▶ _Your goal_: Reproduce everything from the start of the records down to the line containing "point(179, 171)", switching "Match-analytics pass" to "Annotation pass" throughout and leaving all else unchanged. Omit the pictures from your answer.

(Records of labeled points)
(begin)
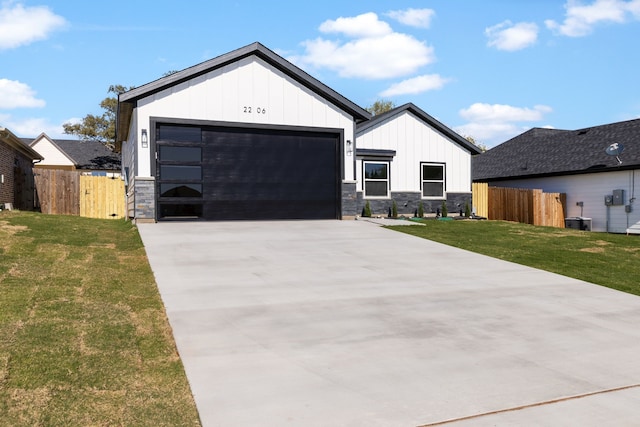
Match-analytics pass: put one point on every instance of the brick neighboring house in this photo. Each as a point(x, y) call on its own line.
point(16, 171)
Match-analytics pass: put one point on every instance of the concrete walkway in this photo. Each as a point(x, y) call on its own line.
point(345, 323)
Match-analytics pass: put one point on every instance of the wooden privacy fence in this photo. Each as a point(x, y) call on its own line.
point(520, 205)
point(70, 193)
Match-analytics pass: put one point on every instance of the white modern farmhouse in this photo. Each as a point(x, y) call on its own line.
point(407, 156)
point(248, 135)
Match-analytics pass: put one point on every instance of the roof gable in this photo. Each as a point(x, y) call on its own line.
point(545, 152)
point(426, 118)
point(17, 144)
point(47, 147)
point(127, 100)
point(91, 155)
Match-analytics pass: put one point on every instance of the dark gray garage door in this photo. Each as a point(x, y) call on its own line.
point(226, 173)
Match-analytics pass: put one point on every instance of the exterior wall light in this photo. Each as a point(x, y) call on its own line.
point(145, 139)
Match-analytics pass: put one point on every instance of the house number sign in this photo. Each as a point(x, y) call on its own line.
point(258, 110)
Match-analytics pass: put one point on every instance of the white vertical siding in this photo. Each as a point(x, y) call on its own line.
point(414, 142)
point(247, 91)
point(591, 190)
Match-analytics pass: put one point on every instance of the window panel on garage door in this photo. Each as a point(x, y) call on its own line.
point(179, 171)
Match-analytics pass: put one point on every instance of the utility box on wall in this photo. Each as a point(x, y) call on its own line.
point(618, 197)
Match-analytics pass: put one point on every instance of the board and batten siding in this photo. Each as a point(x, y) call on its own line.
point(246, 91)
point(415, 142)
point(591, 190)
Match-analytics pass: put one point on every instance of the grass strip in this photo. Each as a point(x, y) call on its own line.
point(611, 260)
point(84, 338)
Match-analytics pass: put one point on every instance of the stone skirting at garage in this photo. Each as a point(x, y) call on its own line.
point(145, 199)
point(407, 203)
point(349, 200)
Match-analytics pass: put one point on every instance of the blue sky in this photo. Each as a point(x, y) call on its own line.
point(489, 69)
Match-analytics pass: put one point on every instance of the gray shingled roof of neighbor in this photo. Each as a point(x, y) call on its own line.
point(550, 152)
point(91, 155)
point(435, 124)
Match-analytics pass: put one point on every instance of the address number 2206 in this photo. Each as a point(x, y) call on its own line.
point(258, 110)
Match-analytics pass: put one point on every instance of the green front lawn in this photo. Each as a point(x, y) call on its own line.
point(84, 339)
point(610, 260)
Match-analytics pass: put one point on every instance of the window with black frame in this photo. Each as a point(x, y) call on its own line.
point(376, 178)
point(432, 180)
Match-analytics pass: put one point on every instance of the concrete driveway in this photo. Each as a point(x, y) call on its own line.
point(345, 323)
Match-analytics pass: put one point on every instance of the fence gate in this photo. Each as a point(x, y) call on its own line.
point(519, 205)
point(57, 191)
point(62, 192)
point(101, 197)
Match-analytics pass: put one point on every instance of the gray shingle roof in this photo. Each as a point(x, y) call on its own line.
point(547, 152)
point(91, 155)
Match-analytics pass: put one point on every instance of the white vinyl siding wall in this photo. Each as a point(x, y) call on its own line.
point(246, 91)
point(591, 189)
point(415, 143)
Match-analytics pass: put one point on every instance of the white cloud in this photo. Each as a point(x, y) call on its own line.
point(420, 18)
point(365, 25)
point(494, 123)
point(31, 127)
point(416, 85)
point(512, 37)
point(580, 19)
point(480, 112)
point(14, 94)
point(375, 51)
point(21, 25)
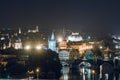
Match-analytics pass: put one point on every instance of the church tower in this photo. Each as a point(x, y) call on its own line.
point(52, 42)
point(37, 30)
point(19, 31)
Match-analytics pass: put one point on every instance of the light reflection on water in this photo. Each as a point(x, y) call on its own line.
point(89, 75)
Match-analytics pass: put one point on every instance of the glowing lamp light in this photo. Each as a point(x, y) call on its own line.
point(60, 39)
point(27, 47)
point(38, 47)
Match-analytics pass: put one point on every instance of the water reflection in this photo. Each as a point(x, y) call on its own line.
point(65, 72)
point(86, 73)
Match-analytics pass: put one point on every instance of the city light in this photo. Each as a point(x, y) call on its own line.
point(60, 39)
point(38, 47)
point(27, 47)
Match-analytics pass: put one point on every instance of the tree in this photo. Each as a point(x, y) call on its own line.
point(48, 62)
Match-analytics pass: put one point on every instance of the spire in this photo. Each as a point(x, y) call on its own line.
point(37, 30)
point(53, 36)
point(19, 31)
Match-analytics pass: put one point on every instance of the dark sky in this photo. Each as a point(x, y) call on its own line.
point(92, 16)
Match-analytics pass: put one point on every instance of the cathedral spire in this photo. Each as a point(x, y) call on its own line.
point(52, 36)
point(19, 31)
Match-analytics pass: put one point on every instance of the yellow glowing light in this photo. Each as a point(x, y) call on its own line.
point(38, 47)
point(60, 39)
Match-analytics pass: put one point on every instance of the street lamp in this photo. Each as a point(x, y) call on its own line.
point(37, 72)
point(60, 39)
point(38, 47)
point(93, 71)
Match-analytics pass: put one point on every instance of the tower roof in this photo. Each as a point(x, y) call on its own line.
point(52, 36)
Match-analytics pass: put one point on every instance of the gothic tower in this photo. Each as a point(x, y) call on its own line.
point(52, 42)
point(19, 31)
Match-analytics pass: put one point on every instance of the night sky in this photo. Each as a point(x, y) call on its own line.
point(89, 16)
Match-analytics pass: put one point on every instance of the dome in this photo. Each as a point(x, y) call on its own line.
point(75, 37)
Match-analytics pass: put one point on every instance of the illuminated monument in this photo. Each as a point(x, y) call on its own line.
point(75, 37)
point(52, 42)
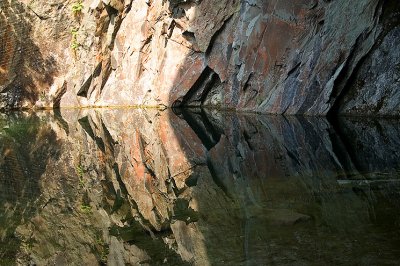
(end)
▶ _Task result_:
Annotation pass: put one point on every instance of the brick neighboring house in this photo. Each as a point(x, y) call on its own line.
point(16, 171)
Annotation pass: put one point on every instance of the concrete walkway in this photo. Each as a point(x, y) call on its own line.
point(345, 323)
Annotation pass: put one point on every instance of the wooden privacy fence in this photo. Each as a point(x, y) call on its own line.
point(520, 205)
point(70, 193)
Annotation pass: put one point on every instance of the white modern farmhouse in this photo. Each as a point(x, y) call on its own line.
point(407, 156)
point(248, 135)
Annotation pass: put one point on every instance of the roof gable in this photo. Each as a point(x, y) call on its own line.
point(545, 152)
point(426, 118)
point(17, 144)
point(47, 147)
point(127, 100)
point(91, 155)
Annotation pass: put one point on every instance of the dark gray garage door in this photo. Each as a point(x, y) call on its own line.
point(226, 173)
Annotation pass: put one point on every instance of the exterior wall light in this photo. Each as a point(x, y) call on its own line.
point(145, 139)
Annotation pass: put one point on every instance of the house number sign in this photo. Each as a point(x, y) call on its own line.
point(258, 110)
Annotation pass: put one point on every instance of the white vertical siding in this photo. Each as a point(x, y) call on its own line.
point(414, 142)
point(247, 91)
point(591, 190)
Annotation pass: put one point on every instance of the window panel on garage door in this photo. Each as a point(x, y) call on its own line.
point(179, 171)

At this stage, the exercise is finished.